▶ Activity: Resume the news report below on the Fukushima groundwater release, picking up right after its final sentence.

▶ Text under study:
....

The operator of Japan's destroyed Fukushima nuclear plant began releasing groundwater that it said is within legal radiation safety limits into the Pacific Ocean on Wednesday, in a bid to manage huge amounts of radioactive water built up at the site.
Tokyo Electric Power, or Tepco, has been fighting a daily battle against contaminated water since the Fukushima nuclear station was wrecked by a massive earthquake and tsunami in March 2011.
The controversial release, which was agreed by local fishermen after extended talks, coincides with a breakdown of a water treatment system for the highly contaminated water held in makeshift tanks. It also comes amid revelations this week in the Asahi Shimbun newspaper that the majority of workers at the plant fled during the height of the meltdowns after the quake and tsunami knocked out cooling and backup power.
Groundwater flows down from nearby hills and 400 tonnes enters basements of the wrecked reactor buildings on a daily basis, according to Tepco's estimates, mixing with highly radioactive water used to cool reactors. Workers then pump out the contaminated water, treat it and store it in more than 1,000 makeshift tanks that cover the facility grounds. The tanks that hold the most contaminated liquids are nearly full and workers are rushing to build more capacity.
Tepco said 560 tonnes of groundwater captured and stored before it entered the basements is to be released on Wednesday, using a bypass system that funnels it towards the sea after checking for radiation levels. Using the bypass, Tepco hopes to divert on average 100 tonnes of untainted groundwater a day into the ocean.
A water treatment facility known as the Advanced Liquid Processing System, designed to remove the most dangerous nuclides, was completely shut down again this week. The system has not been fully operational since it was installed nearly two years ago. The manager of the plant has admitted the repeated leaks and equipment malfunctions are "embarrassing".

....

▶ Data to examine:
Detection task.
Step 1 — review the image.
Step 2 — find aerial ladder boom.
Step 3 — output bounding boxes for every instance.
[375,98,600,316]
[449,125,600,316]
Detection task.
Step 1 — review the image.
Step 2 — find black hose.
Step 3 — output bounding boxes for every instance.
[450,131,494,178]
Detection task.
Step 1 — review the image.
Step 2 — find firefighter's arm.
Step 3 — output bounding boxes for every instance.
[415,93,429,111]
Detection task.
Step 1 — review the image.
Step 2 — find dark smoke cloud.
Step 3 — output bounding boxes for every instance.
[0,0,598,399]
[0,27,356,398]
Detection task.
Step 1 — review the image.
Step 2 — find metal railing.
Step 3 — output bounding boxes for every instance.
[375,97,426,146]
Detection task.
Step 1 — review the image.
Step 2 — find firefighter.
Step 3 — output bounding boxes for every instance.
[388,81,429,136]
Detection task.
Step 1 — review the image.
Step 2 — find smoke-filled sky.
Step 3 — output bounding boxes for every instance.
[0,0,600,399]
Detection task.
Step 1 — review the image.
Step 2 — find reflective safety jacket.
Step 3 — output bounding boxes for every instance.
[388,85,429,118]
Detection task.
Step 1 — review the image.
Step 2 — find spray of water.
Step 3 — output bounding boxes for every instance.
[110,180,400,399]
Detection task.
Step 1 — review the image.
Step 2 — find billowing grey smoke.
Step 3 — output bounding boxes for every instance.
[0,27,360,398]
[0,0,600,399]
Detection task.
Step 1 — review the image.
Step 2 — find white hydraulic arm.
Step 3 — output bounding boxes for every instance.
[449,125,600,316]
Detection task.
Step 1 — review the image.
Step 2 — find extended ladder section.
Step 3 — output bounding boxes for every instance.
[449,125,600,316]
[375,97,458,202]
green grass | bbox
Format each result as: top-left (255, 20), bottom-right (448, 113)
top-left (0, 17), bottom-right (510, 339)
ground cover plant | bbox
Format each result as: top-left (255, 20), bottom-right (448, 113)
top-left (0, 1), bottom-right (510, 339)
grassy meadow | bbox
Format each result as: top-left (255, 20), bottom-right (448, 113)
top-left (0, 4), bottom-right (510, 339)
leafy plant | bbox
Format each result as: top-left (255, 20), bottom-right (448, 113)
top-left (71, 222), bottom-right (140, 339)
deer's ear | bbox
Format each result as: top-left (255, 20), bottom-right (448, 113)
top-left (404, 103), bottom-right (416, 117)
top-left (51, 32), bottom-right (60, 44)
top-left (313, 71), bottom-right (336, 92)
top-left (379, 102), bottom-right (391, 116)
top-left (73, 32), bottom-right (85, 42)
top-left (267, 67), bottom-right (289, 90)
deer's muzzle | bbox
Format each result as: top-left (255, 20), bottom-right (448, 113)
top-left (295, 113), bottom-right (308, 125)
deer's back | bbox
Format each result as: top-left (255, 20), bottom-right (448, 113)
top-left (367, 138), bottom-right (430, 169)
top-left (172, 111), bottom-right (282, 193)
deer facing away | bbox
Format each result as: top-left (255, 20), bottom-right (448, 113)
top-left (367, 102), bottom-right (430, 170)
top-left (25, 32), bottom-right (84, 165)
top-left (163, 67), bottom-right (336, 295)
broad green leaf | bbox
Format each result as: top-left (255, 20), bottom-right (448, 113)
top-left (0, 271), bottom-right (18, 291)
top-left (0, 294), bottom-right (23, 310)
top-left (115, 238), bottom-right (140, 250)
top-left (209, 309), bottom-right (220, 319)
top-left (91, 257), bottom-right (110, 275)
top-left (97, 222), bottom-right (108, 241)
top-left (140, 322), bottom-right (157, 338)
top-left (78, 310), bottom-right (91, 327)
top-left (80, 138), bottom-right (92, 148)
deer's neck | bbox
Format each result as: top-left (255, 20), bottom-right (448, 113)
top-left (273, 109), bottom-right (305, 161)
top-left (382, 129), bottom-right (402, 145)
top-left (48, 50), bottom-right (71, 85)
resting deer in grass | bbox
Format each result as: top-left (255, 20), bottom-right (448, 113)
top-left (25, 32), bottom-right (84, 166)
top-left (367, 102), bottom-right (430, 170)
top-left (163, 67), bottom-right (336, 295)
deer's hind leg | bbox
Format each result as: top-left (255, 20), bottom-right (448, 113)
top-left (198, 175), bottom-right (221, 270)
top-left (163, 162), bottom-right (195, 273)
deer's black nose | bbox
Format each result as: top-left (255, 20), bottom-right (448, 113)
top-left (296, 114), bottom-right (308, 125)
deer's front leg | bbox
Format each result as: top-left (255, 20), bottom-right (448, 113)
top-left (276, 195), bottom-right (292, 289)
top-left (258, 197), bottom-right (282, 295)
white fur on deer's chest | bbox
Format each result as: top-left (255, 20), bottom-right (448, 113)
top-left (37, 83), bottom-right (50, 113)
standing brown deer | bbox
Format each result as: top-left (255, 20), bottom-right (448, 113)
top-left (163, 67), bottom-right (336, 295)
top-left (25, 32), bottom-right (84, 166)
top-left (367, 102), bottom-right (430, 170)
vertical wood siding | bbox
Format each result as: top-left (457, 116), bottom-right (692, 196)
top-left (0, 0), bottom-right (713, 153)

....

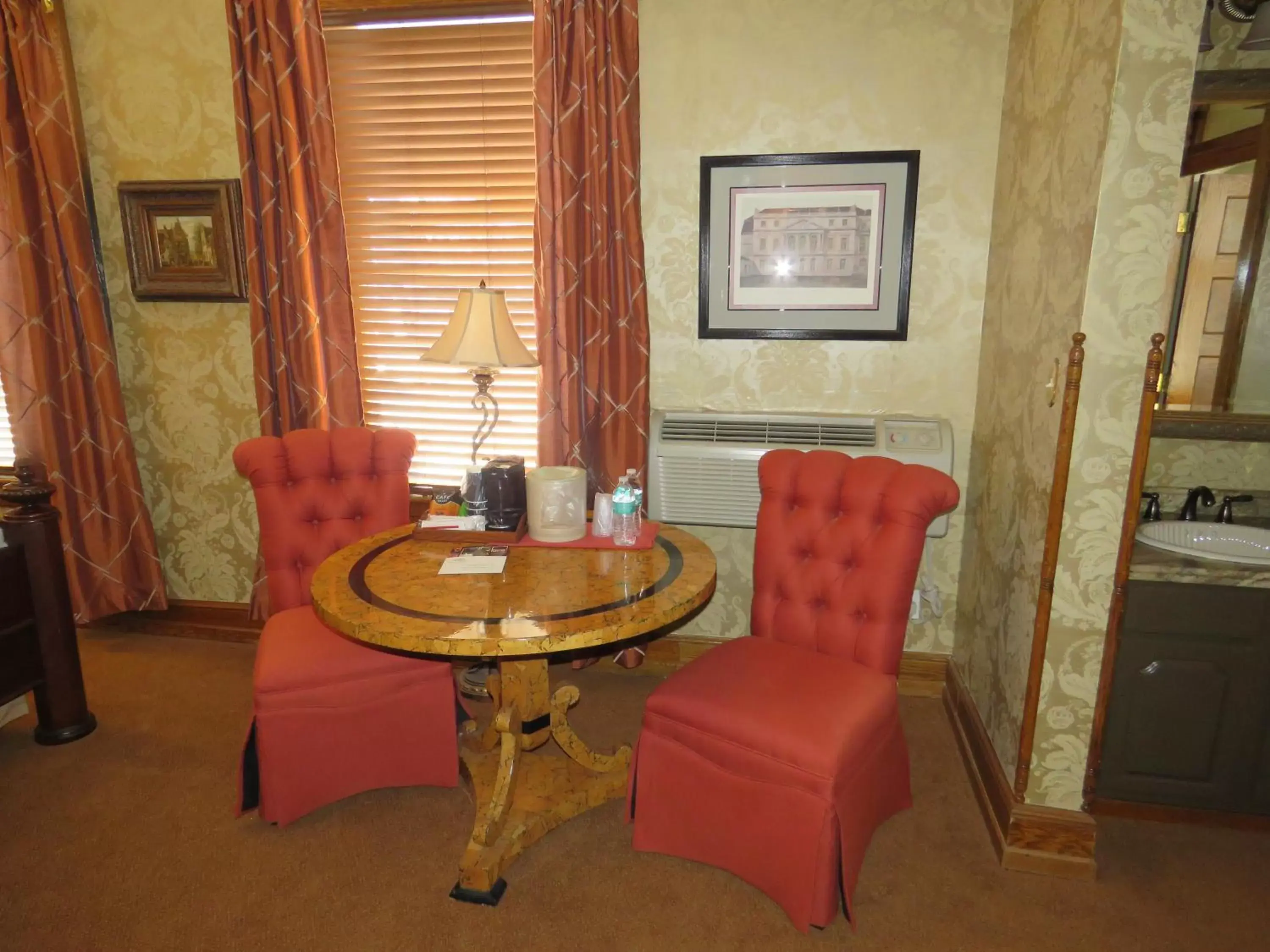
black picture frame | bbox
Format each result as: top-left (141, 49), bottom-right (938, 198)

....

▶ Response:
About 90% of Tepco workers defied orders and left the Fukushima Daiichi plant on March 15, 2011, after an explosion rocked the site, the Asahi reported on Tuesday, citing unreleased transcripts of interviews with the manager at the time, Masao Yoshida.
Yoshida, widely viewed as a national hero for taking decisive action in the critical days and weeks of the disaster that prevented a more serious crisis, died of cancer last year.
Fukushima fishermen opposed plans to release groundwater for more than two years, fearing it would case even more damage to the reputation of produce from the region. In March, local fisheries unions approved the plan, calling it a "painful decision", but necessary to stem the tide of radioactive water piling up at Fukushima. Many of them have been out of work after a voluntary ban on fishing in the area.
Tepco, the Japan Atomic Energy Agency and independent groups found that radioactive elements in the released water have less than 1 becquerels per litre of Cesium-134 and Cesium-137. All other radioactive elements checked are also far below standards for groundwater release. The legal limit for releasing Cesium-134 into the ocean is 60 becquerels per litre.